AUFGABENSTELLUNG -> Nach welchem Vorbild wurde der Buckelpokal laut dem Katalogartikel offenbar angefertigt?

Inschriftenkatalog: Lüneburg (Stadt)

Katalogartikel in chronologischer Reihenfolge.

DI 100: Stadt Lüneburg (2017)

Nr. 284 Berlin, Kunstgewerbemuseum 1528

Beschreibung

Pokal.1) Silber, vergoldet. Der Buckelpokal gehört zum Lüneburger Ratssilber und wurde 1874 von der Stadt an den preußischen Staat verkauft. Er wurde offenbar nach dem Vorbild des Pokals Nr. 225 aus dem Jahr 1504 angefertigt und steht auf einem ebenfalls gebuckelten Siebenpassfuß und einem hohen oben von Blattranken umgebenen Schaft. Der gebuckelte Deckel wird unten durch einen glatten Fries mit der eingravierten Inschrift abgeschlossen, die Worttrenner in Form von in Kontur gravierten Sternchen. Über dem Inschriftenband ein Kranz aus plastischem Blattornament. Die Bekrönung besteht aus Blattwerk mit daraus hervorwachsendem zierlichen Stiel, der oben in die Blüte einer Distel übergeht, darauf die Figur des Christophorus und ein an einen Baumstumpf gelehnter Wappenschild. Zwei weitere Wappenschilde vor der hohen geriffelten Zarge des Fußes. Im Deckel und in der Kuppa zwei gravierte Medaillons mit aus Blattwerk hervorwachsenden Halbfiguren. Der Pokal trägt unter dem Fuß das Lüneburger Beschauzeichen und die Meistermarke des Goldschmieds Cord Obrecht.2)

Maße: H.: 66 cm; Dm.: 21 cm; Bu.: 0,8 cm.

Schriftart(en): Kapitalis mit Elementen der frühhumanistischen Kapitalis.

Akademie der Wissenschaften zu Göttingen (Sabine Wehking) [1/3]

  1. D(OMI)N(V)S · LVDOLPHVS · GARLOP · PROCONSVL · DEDIT · OBIIT · ANNO · DOMINI · 1486 · IN · PROFESTO · ANDREE · APPOSTOLI ·3)

Übersetzung:

Herr Bürgermeister Ludolph Garlop hat (dies) gestiftet. Er starb im Jahr des Herrn 1486 am Tag vor dem Fest des Apostels Andreas.

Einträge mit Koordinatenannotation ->
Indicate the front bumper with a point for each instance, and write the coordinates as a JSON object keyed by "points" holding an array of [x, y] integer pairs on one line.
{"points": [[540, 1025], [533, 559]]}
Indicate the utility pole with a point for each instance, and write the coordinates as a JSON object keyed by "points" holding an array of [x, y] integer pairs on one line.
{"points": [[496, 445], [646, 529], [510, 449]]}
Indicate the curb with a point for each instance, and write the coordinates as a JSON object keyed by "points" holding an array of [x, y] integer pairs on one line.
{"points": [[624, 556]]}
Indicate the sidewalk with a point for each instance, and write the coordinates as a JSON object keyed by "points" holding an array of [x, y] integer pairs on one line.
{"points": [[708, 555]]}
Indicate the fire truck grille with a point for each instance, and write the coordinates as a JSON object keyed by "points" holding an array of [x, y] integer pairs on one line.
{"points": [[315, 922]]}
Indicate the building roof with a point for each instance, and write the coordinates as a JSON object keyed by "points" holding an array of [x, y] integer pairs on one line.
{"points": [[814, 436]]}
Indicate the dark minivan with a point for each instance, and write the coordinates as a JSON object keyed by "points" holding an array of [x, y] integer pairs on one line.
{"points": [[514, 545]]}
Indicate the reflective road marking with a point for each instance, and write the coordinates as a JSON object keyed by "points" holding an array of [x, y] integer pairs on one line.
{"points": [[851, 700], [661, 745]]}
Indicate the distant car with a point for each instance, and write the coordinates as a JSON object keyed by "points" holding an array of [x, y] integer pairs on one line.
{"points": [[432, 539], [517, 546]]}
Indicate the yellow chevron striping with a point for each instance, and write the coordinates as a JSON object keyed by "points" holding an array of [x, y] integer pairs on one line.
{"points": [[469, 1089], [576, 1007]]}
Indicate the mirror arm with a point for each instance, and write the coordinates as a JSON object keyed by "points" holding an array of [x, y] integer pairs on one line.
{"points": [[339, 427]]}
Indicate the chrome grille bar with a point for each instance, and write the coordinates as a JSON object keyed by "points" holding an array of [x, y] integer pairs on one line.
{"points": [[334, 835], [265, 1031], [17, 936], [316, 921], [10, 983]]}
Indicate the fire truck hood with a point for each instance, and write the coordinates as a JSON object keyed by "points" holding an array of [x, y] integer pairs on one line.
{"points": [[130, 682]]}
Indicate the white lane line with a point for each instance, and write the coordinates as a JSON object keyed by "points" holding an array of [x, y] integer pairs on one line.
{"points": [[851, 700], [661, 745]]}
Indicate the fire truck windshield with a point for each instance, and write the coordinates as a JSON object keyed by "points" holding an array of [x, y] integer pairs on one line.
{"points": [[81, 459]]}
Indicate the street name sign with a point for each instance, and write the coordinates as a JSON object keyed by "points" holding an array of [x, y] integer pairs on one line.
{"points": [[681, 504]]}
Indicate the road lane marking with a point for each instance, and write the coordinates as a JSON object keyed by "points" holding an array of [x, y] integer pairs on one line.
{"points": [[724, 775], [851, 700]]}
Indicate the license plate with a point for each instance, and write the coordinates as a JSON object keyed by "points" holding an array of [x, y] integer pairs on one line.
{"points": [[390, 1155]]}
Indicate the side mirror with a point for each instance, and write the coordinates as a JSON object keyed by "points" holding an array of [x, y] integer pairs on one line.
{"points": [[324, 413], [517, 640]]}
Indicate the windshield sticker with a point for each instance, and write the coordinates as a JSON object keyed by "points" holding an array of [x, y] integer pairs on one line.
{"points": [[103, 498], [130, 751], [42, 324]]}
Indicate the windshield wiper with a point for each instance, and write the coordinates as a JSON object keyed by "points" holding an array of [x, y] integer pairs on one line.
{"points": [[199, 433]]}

MUSTERLÖSUNG -> Nach dem Vorbild des Pokals Nr. 225 aus dem Jahr 1504.